-- begin Data rows --

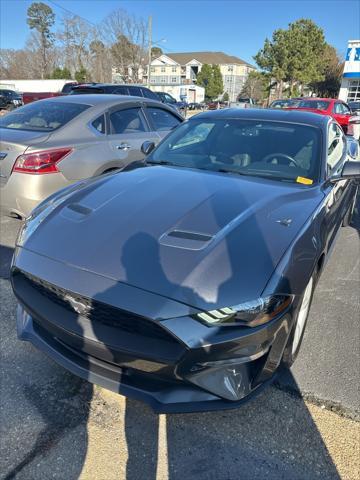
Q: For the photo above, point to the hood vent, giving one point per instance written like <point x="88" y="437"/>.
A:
<point x="200" y="237"/>
<point x="185" y="239"/>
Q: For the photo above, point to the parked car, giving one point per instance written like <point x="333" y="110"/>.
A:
<point x="197" y="106"/>
<point x="217" y="105"/>
<point x="284" y="103"/>
<point x="187" y="282"/>
<point x="9" y="99"/>
<point x="164" y="97"/>
<point x="337" y="109"/>
<point x="115" y="89"/>
<point x="245" y="102"/>
<point x="354" y="107"/>
<point x="49" y="144"/>
<point x="29" y="97"/>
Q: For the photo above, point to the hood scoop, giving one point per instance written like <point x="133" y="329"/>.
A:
<point x="185" y="239"/>
<point x="76" y="212"/>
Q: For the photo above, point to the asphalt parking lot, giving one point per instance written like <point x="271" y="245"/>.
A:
<point x="54" y="425"/>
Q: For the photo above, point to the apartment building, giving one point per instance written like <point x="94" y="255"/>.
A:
<point x="350" y="84"/>
<point x="182" y="69"/>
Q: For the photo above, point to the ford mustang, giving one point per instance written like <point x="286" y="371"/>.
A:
<point x="186" y="279"/>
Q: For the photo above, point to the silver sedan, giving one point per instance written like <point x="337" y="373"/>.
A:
<point x="52" y="143"/>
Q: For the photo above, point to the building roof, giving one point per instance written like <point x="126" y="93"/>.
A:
<point x="216" y="58"/>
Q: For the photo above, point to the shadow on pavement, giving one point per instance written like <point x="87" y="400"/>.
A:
<point x="273" y="437"/>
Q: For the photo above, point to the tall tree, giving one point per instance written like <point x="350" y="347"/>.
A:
<point x="100" y="61"/>
<point x="41" y="18"/>
<point x="211" y="79"/>
<point x="274" y="57"/>
<point x="75" y="38"/>
<point x="333" y="67"/>
<point x="294" y="55"/>
<point x="306" y="44"/>
<point x="127" y="36"/>
<point x="255" y="86"/>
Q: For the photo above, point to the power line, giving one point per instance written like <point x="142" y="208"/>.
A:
<point x="71" y="12"/>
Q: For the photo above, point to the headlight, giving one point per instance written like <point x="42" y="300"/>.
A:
<point x="251" y="314"/>
<point x="38" y="215"/>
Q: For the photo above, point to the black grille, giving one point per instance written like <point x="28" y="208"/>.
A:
<point x="97" y="311"/>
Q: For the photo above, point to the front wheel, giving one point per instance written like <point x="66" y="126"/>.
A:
<point x="296" y="336"/>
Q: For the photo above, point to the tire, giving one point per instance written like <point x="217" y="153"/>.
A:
<point x="297" y="333"/>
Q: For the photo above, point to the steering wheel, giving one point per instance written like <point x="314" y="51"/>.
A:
<point x="278" y="156"/>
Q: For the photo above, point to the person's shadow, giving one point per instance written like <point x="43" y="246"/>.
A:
<point x="262" y="439"/>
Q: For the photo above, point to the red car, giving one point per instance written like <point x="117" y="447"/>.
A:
<point x="337" y="109"/>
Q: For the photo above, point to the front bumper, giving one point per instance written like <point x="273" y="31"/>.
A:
<point x="174" y="365"/>
<point x="22" y="192"/>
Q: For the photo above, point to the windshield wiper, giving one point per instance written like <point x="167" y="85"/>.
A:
<point x="225" y="170"/>
<point x="161" y="162"/>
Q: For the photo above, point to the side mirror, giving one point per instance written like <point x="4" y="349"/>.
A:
<point x="352" y="147"/>
<point x="351" y="170"/>
<point x="147" y="147"/>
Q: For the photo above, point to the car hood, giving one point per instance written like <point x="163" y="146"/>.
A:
<point x="202" y="238"/>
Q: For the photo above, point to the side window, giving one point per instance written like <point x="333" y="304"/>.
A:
<point x="336" y="147"/>
<point x="121" y="91"/>
<point x="135" y="91"/>
<point x="162" y="119"/>
<point x="130" y="120"/>
<point x="99" y="124"/>
<point x="337" y="108"/>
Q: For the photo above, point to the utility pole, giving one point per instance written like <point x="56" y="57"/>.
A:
<point x="150" y="48"/>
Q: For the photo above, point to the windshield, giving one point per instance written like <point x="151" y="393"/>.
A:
<point x="317" y="104"/>
<point x="42" y="116"/>
<point x="279" y="150"/>
<point x="284" y="103"/>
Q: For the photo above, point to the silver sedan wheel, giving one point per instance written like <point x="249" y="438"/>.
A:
<point x="302" y="316"/>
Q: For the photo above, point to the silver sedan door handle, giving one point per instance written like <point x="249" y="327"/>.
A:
<point x="123" y="146"/>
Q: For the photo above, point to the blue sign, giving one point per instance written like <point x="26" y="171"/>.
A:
<point x="353" y="54"/>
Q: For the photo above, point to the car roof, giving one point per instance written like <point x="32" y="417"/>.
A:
<point x="93" y="99"/>
<point x="100" y="85"/>
<point x="277" y="115"/>
<point x="322" y="99"/>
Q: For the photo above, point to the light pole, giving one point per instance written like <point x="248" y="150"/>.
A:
<point x="150" y="47"/>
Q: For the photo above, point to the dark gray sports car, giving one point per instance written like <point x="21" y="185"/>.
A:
<point x="186" y="280"/>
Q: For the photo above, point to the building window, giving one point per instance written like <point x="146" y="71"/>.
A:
<point x="353" y="94"/>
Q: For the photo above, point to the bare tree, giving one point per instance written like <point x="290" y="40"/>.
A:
<point x="100" y="61"/>
<point x="127" y="37"/>
<point x="41" y="18"/>
<point x="75" y="38"/>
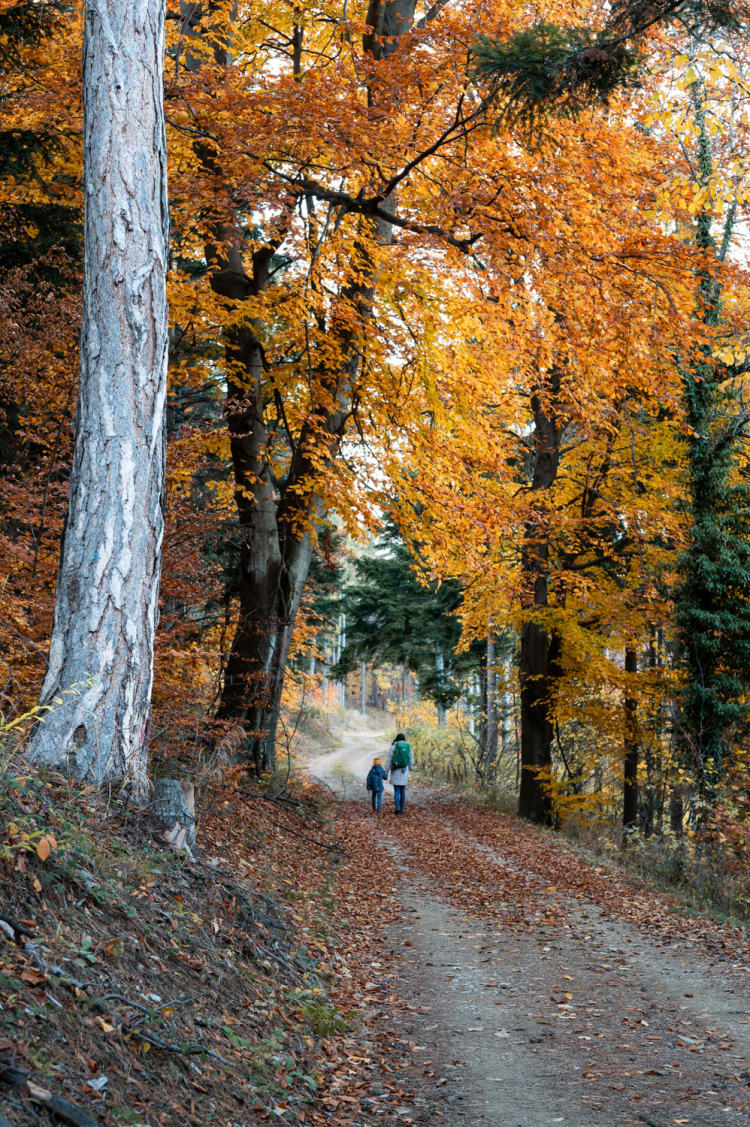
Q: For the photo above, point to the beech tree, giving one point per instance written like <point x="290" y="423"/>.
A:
<point x="96" y="695"/>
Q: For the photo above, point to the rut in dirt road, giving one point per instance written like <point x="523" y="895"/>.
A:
<point x="544" y="991"/>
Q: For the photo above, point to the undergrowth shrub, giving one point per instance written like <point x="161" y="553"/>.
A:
<point x="444" y="755"/>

-- end Data rows --

* **Problem to solve**
Set down exactly and only the lines from the line that contains "Q: For the photo above, point to the car roof, giving" through the last line of the entries above, with both of those lines included and the pictures left out.

* **Exercise result**
Q: For the photo above, point to the car roof, giving one point per instance written like <point x="32" y="417"/>.
A:
<point x="93" y="99"/>
<point x="100" y="85"/>
<point x="277" y="115"/>
<point x="322" y="99"/>
Q: For the photo above, point to the light pole, giving one point per instance written like <point x="248" y="150"/>.
A:
<point x="150" y="47"/>
Q: For the photo above, point to the dark gray sports car, giving one point per instance written like <point x="21" y="185"/>.
A:
<point x="186" y="280"/>
Q: For the photo above, point to the building window, giving one point per instance written like <point x="146" y="71"/>.
A:
<point x="353" y="94"/>
Q: For the photo above, point to the bare tree, giving one point per instance written like <point x="290" y="40"/>.
A:
<point x="100" y="61"/>
<point x="127" y="37"/>
<point x="41" y="18"/>
<point x="75" y="38"/>
Q: For the photo above, point to the beech tree, giving one point per instance written like <point x="290" y="423"/>.
A:
<point x="96" y="695"/>
Q: For the photo above, point to the rut in dirt road, giving one point per instance written like <point x="523" y="895"/>.
A:
<point x="544" y="991"/>
Q: For the photo above, point to the undergrowth shrub, giving one point per instance written like <point x="161" y="553"/>.
A:
<point x="444" y="755"/>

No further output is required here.